§ **課題 1**:
ガダルカナル島攻防戦の本文をもとに、次の問いに答えよ。
(a) 日本軍の設営隊がガダルカナル島に上陸したのはいつか。
(b) 米軍がソロモン諸島方面で計画した反攻作戦は何と呼ばれたか。
(c) ガダルカナル島の大きさは東西・南北それぞれ何㌔か。

ガダルカナル島攻防戦

(昭和17年7月~昭和18年2月)

背景

「ミッドウェー海戦」の1ヵ月後、昭和17年7月6日、日本軍の設営隊がソロモン諸島ガダルカナル島に上陸、ジャングルを切り開いて飛行場建設を開始した。日本軍は「ミッドウェー海戦」で正規空母4隻を失ったが、第二段作戦の目的である米豪遮断構想は放棄されていなかった。日本軍はガダルカナル島に建設中の飛行場を中継基地としてフィジー・サモア・ニューカレドニア諸島を攻略しようとしたのである。飛行場完成を8月と見込み、9月中旬からフィジー・サモア・ニューカレドニア諸島攻略を実施する予定であった。同様に東部ニューギニアに於いても「珊瑚海海戦」(昭和17年5月7日~8日)によって海路からのポートモレスビー攻略は断念したものの、東部ニューギニアの山間部(オーエンスタンレー山脈)を越える陸路からのポートモレスビー攻略が計画された。

この頃米国の目下の主目的は欧州戦線であり、兵力・資材とも欧州に優先的に配分されていたが、太平洋戦線に於ける米国の戦争指導は俄かに活発化していた。米軍は「ミッドウェー海戦」で正規空母1隻を失ったもののも、東太平洋方面の脅威を取り除く事が出来たのである。併しながら、南太平洋方面では日本軍が東部ニューギニアのポートモレスビーに迫り、ソロモン諸島を窺っていた。そこで米軍はソロモン諸島方面での反攻作戦(「ウオッチタワー作戦」)を計画した。ソロモン諸島を確保することで豪州との連絡線を保持し、今後の日本に対する攻勢の足掛かりにしようとしたのである。さらに東部ニューギニアに於いても航空兵力を強化、豪州軍と協力して日本軍と対峙していた。こうして大東亜戦争は南太平洋方面(ソロモン諸島・東部ニューギニア)を舞台にして日米が真っ向から激突する事となった。

ガダルカナル島の飛行場建設(昭和17年7月)

第二段作戦の目的は米豪遮断であり、ミッドウェー島・アリューシャン列島攻略後の次なる目標はフィジー・サモア・ニューカレドニア諸島攻略であった。その為の中継基地として日本軍が注目したのがソロモン諸島ガダルカナル島である。ガダルカナル島はラバウル南東約600海里(1100㌔)に位置し、大きさは東西160㌔・南北55㌔、北部のルンガ川の辺には平地があり、ソロモン諸島で飛行場建設可能な数少ない島である。ところが、日本軍は「ミッドウェー海戦」(昭和17年6月5日~7日)によって正規空母4隻沈没・航空機多数喪失という大敗北を喫した。この結果、日本軍はこれまでのような空母を中心とした艦隊(機動部隊)による積極攻勢が困難になり、以後の作戦計画も延期せざるを得なかった。併しながら、米豪遮断構想が放棄されることは無く、引き続きソロモン諸島ガダルカナル島に飛行場を建設し、基地航空隊の支援の元にフィジー・サモア・ニューカレドニア諸島攻略を目指す事になった。

§ **入力資料**:

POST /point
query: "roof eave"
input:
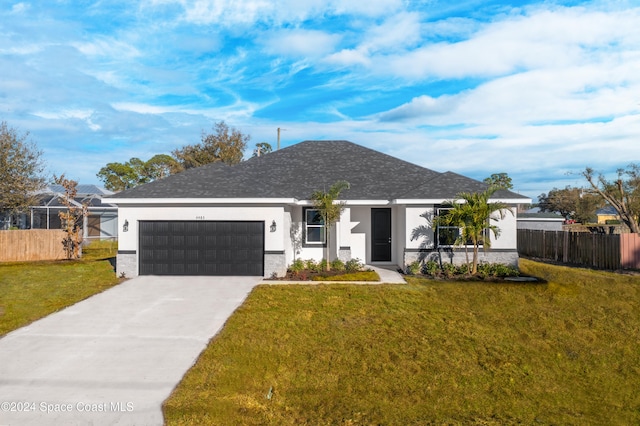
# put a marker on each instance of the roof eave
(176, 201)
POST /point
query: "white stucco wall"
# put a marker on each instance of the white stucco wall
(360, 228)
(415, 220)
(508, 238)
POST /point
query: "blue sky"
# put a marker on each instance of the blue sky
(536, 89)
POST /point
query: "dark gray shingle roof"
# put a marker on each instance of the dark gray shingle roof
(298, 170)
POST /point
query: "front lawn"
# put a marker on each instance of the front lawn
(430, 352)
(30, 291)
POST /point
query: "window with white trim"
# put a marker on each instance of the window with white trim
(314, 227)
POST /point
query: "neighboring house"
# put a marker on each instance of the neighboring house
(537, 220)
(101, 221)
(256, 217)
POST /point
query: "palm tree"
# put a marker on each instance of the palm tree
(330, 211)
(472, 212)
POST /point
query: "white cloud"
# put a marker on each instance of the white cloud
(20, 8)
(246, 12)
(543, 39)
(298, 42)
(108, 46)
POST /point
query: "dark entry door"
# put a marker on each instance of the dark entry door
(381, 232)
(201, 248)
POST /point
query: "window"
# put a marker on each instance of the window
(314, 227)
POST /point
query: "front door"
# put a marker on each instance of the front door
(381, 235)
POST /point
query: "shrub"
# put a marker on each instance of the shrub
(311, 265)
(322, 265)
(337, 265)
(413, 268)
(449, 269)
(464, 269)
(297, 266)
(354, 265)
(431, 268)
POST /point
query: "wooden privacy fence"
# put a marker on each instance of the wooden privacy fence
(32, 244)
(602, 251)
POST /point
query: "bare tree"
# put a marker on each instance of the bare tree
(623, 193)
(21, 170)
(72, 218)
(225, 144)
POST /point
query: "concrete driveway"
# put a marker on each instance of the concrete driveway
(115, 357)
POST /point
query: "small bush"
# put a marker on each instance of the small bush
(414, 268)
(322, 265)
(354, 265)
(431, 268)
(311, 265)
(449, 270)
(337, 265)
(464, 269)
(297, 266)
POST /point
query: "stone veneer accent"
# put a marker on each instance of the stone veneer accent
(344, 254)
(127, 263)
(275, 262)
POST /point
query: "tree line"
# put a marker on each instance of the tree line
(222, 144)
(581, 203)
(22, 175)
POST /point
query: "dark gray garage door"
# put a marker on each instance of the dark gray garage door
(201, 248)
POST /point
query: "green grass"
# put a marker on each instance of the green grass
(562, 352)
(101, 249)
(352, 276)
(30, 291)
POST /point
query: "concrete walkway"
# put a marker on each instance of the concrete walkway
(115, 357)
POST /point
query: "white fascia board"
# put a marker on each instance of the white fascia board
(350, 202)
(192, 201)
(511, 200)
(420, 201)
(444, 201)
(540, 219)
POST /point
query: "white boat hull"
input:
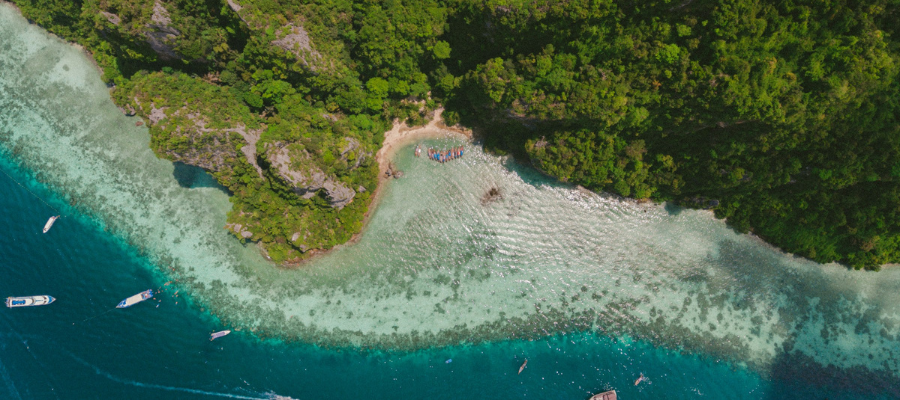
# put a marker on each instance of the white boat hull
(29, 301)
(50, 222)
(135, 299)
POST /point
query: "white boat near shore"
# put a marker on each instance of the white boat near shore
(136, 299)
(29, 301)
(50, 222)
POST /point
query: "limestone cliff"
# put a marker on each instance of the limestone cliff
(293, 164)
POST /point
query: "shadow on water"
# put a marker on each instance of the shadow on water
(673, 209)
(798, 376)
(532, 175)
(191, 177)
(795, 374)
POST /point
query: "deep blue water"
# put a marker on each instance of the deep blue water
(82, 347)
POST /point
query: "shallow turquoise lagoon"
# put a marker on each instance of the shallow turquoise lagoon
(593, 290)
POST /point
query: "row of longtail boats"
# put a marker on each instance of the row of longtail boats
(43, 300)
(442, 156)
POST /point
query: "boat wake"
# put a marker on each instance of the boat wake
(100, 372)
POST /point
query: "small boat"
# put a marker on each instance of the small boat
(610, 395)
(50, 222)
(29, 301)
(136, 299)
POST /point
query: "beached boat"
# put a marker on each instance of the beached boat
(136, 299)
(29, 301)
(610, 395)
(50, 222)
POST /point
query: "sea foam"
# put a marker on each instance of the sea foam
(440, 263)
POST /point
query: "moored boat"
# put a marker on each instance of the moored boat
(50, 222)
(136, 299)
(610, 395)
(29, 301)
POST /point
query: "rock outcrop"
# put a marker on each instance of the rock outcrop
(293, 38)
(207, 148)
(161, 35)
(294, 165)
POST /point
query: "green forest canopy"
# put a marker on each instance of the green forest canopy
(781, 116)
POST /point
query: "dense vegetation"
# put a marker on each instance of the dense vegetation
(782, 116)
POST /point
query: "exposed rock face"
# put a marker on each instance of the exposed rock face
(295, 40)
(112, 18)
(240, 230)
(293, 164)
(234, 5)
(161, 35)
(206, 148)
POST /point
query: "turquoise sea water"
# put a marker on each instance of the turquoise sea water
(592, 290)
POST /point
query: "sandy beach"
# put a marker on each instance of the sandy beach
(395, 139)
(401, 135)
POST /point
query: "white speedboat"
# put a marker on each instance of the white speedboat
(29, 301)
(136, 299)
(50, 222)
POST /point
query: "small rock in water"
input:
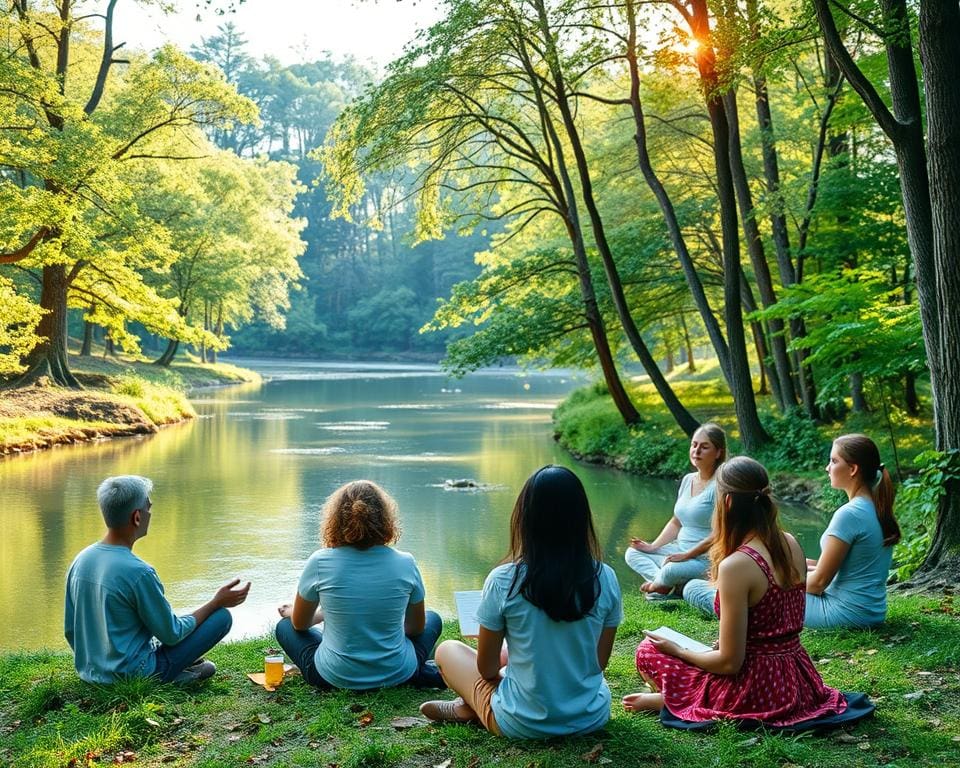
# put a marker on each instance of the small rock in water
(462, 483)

==

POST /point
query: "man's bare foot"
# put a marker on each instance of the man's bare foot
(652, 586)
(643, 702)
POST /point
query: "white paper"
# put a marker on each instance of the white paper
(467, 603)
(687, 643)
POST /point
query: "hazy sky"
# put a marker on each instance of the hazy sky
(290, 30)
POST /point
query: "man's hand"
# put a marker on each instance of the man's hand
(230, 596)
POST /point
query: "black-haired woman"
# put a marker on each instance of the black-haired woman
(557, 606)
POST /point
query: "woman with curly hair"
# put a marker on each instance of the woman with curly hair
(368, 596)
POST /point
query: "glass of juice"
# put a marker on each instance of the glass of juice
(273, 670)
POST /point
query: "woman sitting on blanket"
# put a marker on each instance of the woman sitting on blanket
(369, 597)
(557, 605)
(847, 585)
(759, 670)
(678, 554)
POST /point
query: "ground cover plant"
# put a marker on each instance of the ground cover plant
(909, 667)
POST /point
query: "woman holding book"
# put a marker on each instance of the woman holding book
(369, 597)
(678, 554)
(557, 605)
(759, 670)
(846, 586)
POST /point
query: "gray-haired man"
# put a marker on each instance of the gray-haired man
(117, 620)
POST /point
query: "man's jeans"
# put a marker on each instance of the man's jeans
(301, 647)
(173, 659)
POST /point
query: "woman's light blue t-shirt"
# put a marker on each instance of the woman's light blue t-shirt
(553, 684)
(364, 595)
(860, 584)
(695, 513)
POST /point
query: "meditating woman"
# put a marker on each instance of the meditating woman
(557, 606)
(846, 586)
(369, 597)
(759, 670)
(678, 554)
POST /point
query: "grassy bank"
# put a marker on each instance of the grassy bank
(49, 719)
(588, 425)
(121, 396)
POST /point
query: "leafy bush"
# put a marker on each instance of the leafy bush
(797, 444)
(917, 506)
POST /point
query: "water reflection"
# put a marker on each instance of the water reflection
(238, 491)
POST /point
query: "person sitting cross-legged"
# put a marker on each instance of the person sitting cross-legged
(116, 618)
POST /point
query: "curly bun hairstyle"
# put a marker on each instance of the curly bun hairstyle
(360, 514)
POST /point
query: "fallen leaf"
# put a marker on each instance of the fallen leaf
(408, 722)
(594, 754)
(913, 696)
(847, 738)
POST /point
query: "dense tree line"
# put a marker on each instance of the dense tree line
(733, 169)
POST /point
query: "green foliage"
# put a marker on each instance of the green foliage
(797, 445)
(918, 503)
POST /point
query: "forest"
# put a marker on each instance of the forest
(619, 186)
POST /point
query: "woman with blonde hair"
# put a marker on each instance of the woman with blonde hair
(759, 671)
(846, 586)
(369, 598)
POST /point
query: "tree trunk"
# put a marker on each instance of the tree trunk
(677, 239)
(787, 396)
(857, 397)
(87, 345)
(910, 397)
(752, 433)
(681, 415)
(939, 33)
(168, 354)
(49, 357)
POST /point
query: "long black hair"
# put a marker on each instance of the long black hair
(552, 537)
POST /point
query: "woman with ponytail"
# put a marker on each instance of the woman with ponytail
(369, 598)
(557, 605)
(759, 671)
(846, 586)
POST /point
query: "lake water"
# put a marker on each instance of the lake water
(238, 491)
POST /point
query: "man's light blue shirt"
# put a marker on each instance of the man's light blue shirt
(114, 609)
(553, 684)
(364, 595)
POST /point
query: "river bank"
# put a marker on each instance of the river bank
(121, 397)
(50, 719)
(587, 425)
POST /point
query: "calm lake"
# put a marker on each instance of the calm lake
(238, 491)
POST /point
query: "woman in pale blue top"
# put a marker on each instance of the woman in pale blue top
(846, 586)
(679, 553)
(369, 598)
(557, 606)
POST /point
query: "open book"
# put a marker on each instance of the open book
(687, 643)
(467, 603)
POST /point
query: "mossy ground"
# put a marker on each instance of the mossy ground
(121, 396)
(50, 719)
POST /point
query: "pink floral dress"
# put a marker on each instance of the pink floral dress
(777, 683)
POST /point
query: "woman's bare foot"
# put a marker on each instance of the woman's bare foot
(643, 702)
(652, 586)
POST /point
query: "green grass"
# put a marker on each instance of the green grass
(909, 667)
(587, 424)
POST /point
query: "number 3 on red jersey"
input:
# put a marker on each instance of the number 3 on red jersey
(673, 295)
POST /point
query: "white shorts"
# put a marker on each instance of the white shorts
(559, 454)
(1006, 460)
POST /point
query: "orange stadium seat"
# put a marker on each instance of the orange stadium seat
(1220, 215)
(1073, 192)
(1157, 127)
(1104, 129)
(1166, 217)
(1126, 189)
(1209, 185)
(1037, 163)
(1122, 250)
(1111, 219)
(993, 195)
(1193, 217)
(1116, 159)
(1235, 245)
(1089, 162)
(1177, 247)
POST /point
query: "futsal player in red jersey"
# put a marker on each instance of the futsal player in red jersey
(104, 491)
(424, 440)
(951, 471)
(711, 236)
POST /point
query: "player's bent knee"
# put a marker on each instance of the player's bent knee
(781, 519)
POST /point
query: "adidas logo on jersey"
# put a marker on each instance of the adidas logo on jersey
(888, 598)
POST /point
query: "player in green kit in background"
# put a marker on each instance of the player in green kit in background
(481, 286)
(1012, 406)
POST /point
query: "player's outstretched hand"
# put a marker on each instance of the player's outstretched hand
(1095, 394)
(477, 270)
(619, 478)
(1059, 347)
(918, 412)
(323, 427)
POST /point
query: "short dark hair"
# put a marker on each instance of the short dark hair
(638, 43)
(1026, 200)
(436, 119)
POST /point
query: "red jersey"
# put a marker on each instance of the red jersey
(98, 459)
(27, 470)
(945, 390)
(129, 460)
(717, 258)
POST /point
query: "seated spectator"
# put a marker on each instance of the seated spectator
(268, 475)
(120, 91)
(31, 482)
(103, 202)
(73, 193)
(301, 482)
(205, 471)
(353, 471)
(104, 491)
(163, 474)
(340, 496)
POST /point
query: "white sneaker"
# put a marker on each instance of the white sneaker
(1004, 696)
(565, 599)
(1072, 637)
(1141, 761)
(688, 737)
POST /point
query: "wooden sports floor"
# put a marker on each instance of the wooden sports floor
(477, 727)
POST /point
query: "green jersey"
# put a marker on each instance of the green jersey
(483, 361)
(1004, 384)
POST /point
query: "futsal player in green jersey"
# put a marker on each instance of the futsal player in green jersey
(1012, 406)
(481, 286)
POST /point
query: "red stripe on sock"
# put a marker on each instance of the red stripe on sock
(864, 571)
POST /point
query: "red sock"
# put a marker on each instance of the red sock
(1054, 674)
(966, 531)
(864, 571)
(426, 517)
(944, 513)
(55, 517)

§ **課題 2**: 記録の中から文字列「walkway」を含む行をすべて示せ。大文字と小文字は区別するものとする。

§ **期待される出力 1**:
(a) 昭和17年7月6日
(b) 「ウオッチタワー作戦」
(c) 東西160㌔、南北55㌔

§ **期待される出力 2**:
query: "concrete walkway"
# put a marker on each instance of the concrete walkway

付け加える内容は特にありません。